Point localization data:
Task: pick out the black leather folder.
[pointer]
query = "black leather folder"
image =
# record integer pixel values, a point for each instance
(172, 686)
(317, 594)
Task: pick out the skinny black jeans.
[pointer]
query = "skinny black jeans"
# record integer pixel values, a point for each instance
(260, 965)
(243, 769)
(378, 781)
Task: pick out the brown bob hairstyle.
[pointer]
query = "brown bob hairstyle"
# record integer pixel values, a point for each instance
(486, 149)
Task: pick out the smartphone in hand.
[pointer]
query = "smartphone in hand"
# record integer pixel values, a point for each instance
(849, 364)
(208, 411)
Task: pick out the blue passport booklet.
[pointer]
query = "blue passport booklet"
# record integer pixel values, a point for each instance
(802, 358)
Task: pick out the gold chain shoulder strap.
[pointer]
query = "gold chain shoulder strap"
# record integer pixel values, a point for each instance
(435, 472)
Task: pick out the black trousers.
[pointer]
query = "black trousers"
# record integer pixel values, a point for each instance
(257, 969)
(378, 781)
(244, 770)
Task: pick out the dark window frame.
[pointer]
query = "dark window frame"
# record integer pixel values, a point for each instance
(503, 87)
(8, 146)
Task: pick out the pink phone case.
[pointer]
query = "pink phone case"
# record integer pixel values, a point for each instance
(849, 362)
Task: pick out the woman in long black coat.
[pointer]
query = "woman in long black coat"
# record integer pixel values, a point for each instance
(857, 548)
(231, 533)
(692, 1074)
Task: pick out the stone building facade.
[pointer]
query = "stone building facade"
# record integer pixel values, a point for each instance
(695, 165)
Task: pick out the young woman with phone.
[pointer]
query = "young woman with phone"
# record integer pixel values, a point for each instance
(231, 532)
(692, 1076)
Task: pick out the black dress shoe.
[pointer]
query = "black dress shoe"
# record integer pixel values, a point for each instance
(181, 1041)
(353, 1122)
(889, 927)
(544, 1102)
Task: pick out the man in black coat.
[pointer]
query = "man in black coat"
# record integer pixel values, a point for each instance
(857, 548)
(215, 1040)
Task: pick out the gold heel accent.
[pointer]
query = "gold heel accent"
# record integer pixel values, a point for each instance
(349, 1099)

*Assignment*:
Lines with "dark": return each one from the data above.

*Output*:
Task: pick out the dark window frame.
query = "dark window frame"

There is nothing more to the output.